▸ To be done
Copy word for word the part of the items that begins with the line containing "wooden post, one" and ends with the line containing "Target: wooden post", both of those lines included.

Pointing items
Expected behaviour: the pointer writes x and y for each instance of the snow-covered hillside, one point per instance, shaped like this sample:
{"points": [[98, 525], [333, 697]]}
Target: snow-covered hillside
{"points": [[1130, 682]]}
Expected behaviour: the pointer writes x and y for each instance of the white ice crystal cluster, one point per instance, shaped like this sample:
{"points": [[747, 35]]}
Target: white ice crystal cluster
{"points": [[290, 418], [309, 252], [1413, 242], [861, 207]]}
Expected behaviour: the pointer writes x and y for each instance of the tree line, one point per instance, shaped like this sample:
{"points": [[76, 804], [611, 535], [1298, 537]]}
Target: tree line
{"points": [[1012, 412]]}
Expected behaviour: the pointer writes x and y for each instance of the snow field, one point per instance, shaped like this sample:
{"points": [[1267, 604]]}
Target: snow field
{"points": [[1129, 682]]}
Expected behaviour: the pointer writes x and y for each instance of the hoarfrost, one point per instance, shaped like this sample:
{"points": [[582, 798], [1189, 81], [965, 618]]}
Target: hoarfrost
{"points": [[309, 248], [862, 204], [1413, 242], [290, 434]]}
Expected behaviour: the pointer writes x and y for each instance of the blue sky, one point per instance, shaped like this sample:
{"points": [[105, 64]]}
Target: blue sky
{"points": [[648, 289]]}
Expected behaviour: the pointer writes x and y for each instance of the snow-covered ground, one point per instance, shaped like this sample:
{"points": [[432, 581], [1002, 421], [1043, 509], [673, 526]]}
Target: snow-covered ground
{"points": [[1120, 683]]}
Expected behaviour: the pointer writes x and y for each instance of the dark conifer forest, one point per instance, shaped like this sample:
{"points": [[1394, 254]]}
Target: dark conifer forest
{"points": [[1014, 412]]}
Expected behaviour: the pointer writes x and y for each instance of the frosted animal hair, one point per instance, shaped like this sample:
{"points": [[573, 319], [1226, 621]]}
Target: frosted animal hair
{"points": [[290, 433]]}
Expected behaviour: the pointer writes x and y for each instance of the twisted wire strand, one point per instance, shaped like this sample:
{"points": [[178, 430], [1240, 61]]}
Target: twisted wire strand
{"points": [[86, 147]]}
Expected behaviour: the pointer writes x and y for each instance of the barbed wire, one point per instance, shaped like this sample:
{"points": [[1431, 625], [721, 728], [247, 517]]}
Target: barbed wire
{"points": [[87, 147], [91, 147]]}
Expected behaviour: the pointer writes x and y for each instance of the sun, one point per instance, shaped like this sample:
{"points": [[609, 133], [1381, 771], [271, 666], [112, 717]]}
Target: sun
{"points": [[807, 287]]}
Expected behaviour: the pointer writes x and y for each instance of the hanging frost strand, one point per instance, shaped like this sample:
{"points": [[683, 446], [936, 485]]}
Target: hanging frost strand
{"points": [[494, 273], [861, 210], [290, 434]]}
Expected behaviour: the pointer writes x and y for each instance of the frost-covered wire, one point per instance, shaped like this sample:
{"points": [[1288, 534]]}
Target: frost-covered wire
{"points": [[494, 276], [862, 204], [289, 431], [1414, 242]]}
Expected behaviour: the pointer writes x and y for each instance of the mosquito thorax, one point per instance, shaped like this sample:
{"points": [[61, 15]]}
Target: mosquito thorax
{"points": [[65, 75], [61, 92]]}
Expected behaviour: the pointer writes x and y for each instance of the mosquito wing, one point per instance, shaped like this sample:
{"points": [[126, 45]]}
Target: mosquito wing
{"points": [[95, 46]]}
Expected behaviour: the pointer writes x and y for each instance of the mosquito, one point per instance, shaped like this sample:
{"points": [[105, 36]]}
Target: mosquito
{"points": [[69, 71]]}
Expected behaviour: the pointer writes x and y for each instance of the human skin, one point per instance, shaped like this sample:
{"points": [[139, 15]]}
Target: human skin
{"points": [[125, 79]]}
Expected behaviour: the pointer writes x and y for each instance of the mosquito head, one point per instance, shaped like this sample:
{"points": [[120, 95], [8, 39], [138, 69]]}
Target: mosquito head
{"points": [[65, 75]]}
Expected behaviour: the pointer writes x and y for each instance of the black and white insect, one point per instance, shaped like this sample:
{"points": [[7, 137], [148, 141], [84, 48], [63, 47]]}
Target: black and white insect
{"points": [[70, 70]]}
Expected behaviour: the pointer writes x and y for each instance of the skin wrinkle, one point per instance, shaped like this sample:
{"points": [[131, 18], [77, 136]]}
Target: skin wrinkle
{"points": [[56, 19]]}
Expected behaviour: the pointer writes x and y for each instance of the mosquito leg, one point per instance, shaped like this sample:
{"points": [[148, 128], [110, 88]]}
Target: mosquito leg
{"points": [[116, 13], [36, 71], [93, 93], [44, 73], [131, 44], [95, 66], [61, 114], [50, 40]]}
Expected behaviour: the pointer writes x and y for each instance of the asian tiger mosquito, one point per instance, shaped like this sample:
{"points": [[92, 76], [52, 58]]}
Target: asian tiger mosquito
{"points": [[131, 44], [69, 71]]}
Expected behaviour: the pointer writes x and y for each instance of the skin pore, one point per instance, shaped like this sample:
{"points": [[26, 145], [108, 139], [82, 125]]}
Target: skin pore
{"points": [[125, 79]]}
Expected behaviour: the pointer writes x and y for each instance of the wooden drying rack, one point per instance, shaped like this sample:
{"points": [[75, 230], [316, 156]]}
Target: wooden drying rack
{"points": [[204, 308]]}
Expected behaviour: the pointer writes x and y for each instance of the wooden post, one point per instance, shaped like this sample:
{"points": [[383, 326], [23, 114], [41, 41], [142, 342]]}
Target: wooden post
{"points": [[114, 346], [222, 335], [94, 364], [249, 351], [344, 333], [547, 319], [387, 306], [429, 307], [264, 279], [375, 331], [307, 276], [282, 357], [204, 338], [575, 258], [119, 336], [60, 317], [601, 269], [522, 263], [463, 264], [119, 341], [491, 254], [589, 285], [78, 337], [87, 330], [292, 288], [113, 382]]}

▸ The completed task
Expected behaviour: the pointer writes x and y for each instance of the wooden post, one point per instance, shaped like this sample:
{"points": [[383, 326], [23, 114], [41, 41], [142, 342]]}
Target: wooden post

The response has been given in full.